··· Provided data

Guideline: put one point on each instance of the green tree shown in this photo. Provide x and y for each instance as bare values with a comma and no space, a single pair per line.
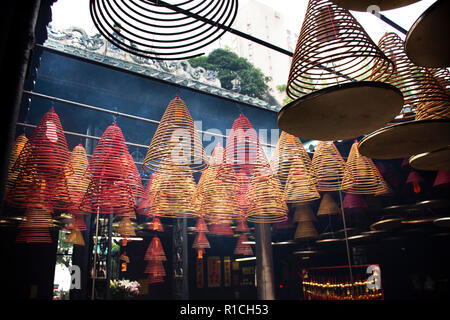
230,66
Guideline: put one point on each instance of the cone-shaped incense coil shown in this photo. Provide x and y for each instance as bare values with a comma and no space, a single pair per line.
45,156
414,178
155,250
79,181
201,226
354,201
366,178
425,97
176,138
243,149
75,237
442,178
266,199
156,225
200,241
147,199
243,248
332,172
306,230
327,205
15,152
288,149
303,213
333,48
300,186
173,192
110,190
126,228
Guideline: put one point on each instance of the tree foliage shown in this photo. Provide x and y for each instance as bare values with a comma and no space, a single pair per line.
230,66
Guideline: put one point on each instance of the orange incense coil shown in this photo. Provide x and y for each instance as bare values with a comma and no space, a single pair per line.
147,200
366,177
243,248
111,189
424,95
266,198
300,185
201,241
333,48
176,138
243,151
289,149
201,226
45,156
174,190
332,172
15,152
156,225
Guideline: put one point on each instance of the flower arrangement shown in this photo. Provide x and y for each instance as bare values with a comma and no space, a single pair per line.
124,289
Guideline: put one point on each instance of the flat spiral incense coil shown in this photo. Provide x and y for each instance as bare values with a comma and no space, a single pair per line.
300,186
288,148
158,29
363,5
366,178
336,94
266,200
331,169
426,42
45,157
177,139
18,145
111,188
424,94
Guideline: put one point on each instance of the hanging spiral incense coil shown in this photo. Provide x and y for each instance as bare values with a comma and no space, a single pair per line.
332,49
45,157
111,190
288,148
300,185
366,178
424,96
177,139
160,30
332,172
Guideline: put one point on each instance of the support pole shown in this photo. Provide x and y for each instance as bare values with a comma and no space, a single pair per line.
264,262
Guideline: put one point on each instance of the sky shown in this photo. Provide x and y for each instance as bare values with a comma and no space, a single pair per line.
67,13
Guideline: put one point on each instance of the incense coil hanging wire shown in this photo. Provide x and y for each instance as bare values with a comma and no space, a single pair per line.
367,179
332,172
160,30
333,48
424,95
287,149
176,138
44,157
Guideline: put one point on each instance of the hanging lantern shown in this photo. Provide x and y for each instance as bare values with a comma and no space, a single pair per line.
415,179
176,138
111,189
288,149
332,172
327,205
336,94
425,97
366,177
45,157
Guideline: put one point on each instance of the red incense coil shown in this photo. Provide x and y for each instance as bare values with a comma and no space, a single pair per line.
45,157
111,189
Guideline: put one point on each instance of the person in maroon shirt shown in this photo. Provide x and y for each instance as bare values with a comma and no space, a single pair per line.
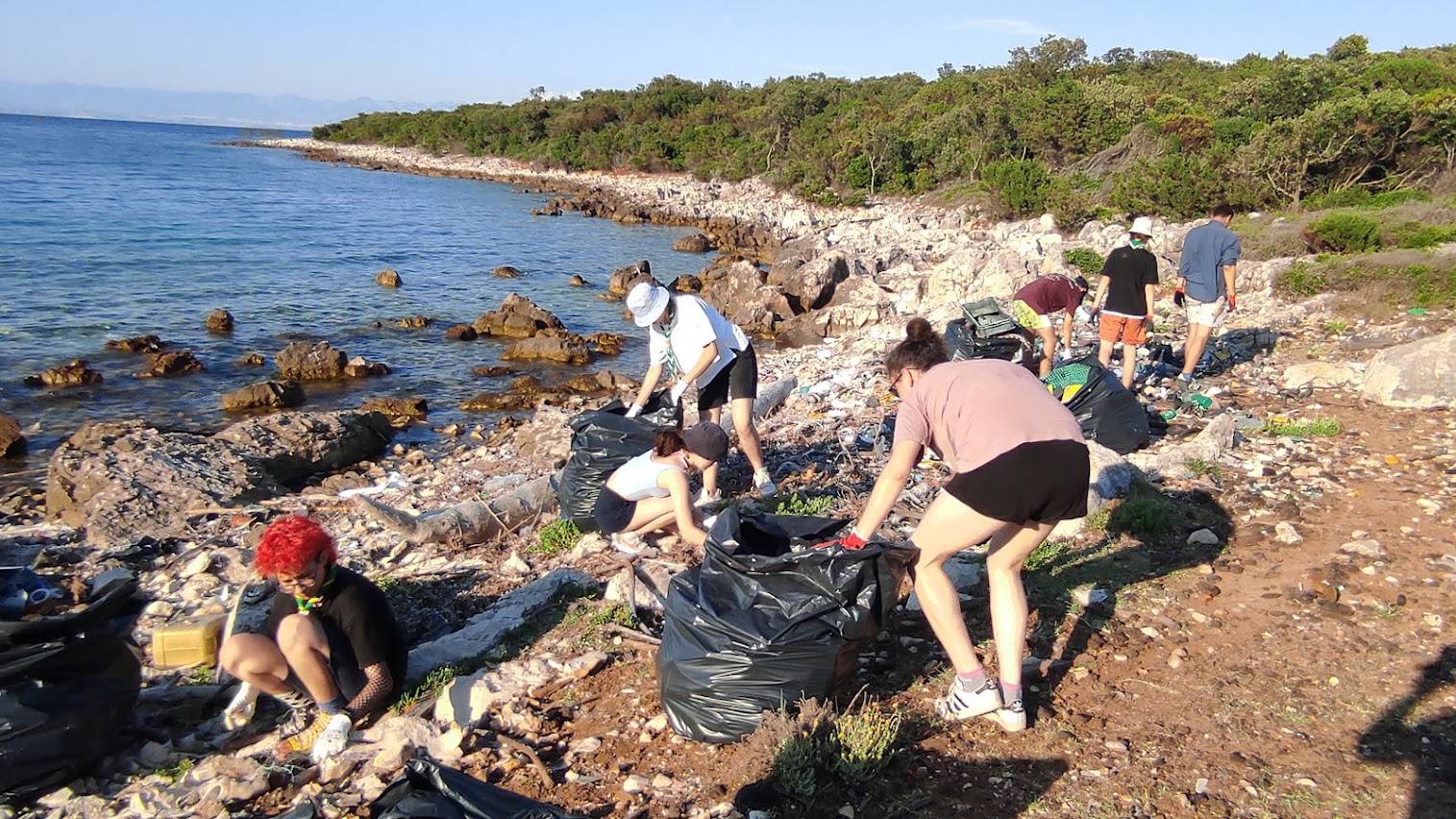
1034,305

······

Pictures do not go in the copy; print every entry exactly as it stands.

Guideline: put one point on each instance of the green tree shown in this photo. Provide x and y for each instance as bare values with a comma and no space, a single pair per line.
230,66
Guideline: put one point on each instance of the cone-shaped incense coil shown in this photo. Provide x and y for each instance as bare values with a comma and no space, a single pair per line.
45,156
414,178
155,250
79,181
201,226
354,201
366,178
425,97
176,138
243,149
75,237
442,178
266,199
156,225
200,241
147,199
243,248
332,172
306,230
327,205
15,152
288,149
303,213
333,48
300,186
173,192
110,190
126,228
Guideline: put one point on each instance of the tree foliage shown in this photo. Provide x and y for each instance as bare values with a comma and no space, a single pair per line.
230,66
Guideline: put one point on each instance of the orange incense coil shown in this photo. Provide x and y for each instance as bare values with a comma and no space, a single pair per line.
147,200
366,177
243,248
111,189
424,95
266,198
300,185
201,241
333,48
176,138
243,151
289,149
201,226
45,156
174,190
332,172
15,152
156,225
Guideline: put one point on each instance of the flower arrangement shown in this photo. Provide x and y for each instance as bare values with a comma and no space, a single pair per line.
124,289
Guideline: put one point on each instance of the flat spiral incense coil shown in this photo. Provide x and y for each instance as bare values with a comma and no space, a single pair per line.
300,186
288,148
158,29
363,5
366,178
336,94
266,200
331,169
426,42
45,157
177,139
18,145
111,188
424,94
Guideline: put one point on each instance of the hanging spiral incense coil shown in this photo. Provide x and y for each instance as bare values with a comma and no space, a single pair per line.
332,49
45,157
111,190
288,148
300,185
366,178
424,96
177,139
160,30
332,172
Guideline: put one point on each instance of the support pole shown in this photo. Provide x and y for each instance as bare values with a comma and no space, a single pair per line.
264,262
Guideline: put one point on each instance of the sky shown in this photo. Provide x and y for each instance as bare values with a comma and no space, a single pair per line.
67,13
Guideline: put one point on each instance of the incense coil hanging wire shown in this photo. Provide x and y for each instance as bare values with a comma and no space, a single pair per line.
367,179
332,172
160,30
333,48
424,95
287,149
176,138
44,157
Guideline: put one point on each instance of the hanging lantern shown in this photo. Provide x and y for each instance as bare values with a comma and no space, a single pair per line.
415,179
176,138
111,189
288,149
332,172
327,205
336,94
425,97
366,177
45,157
Guideline: put one point on each instance of the red incense coil shown in this photo. Provide x and y for each instance as bare values with a comma and no space, a single pair per line.
45,157
111,189
Guideline: put one point on each instance of the person in maroon shirt shown in this photo. Provide x and y for each instance as bare values with a comma and no space, a single pair per line.
1034,305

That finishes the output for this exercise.